**Stored data:**
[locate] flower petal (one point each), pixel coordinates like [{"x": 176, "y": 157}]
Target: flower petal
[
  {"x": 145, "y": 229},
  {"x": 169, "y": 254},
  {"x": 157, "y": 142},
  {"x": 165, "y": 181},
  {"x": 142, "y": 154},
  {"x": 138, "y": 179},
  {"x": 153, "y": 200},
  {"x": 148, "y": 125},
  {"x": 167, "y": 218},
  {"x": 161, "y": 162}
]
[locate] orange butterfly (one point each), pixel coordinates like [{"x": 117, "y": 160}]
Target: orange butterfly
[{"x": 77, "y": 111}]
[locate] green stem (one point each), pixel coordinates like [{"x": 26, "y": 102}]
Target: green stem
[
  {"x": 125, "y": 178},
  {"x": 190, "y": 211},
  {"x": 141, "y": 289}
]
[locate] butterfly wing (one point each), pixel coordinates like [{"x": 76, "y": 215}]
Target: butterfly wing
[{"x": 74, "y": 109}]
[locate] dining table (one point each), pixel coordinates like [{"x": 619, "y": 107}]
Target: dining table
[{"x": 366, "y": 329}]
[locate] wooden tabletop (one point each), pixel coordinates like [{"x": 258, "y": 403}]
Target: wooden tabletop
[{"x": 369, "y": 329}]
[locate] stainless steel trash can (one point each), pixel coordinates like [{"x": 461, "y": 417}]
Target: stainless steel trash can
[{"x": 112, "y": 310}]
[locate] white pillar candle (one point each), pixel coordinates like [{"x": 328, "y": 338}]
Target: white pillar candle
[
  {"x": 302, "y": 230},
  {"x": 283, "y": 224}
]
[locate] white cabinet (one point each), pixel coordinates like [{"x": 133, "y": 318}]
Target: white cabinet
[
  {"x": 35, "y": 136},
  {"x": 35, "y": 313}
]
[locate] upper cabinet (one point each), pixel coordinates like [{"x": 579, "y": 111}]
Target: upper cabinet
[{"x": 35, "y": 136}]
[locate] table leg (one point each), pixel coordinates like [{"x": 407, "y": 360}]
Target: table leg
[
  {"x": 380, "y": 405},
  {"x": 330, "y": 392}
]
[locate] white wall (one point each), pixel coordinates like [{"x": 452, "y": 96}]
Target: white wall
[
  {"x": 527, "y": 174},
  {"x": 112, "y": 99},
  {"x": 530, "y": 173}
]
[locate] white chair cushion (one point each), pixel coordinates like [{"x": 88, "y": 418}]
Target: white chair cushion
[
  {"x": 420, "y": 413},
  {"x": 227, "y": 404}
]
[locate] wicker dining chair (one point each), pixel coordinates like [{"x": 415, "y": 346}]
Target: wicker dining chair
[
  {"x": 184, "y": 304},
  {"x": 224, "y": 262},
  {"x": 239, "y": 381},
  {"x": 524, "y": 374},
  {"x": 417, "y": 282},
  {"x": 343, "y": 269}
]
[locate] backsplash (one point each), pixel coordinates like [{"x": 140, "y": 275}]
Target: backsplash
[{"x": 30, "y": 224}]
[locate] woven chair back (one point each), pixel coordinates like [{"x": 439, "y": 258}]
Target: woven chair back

**Exercise prompt:**
Exactly the lines from the one containing "[locate] backsplash (one" through the end of the records above should be returned, with both ends kept.

**Exercise answer:**
[locate] backsplash (one point each), pixel coordinates like [{"x": 140, "y": 275}]
Target: backsplash
[{"x": 30, "y": 224}]
[locate] woven chair back (one point each), pixel coordinates like [{"x": 439, "y": 258}]
Target: woven chair back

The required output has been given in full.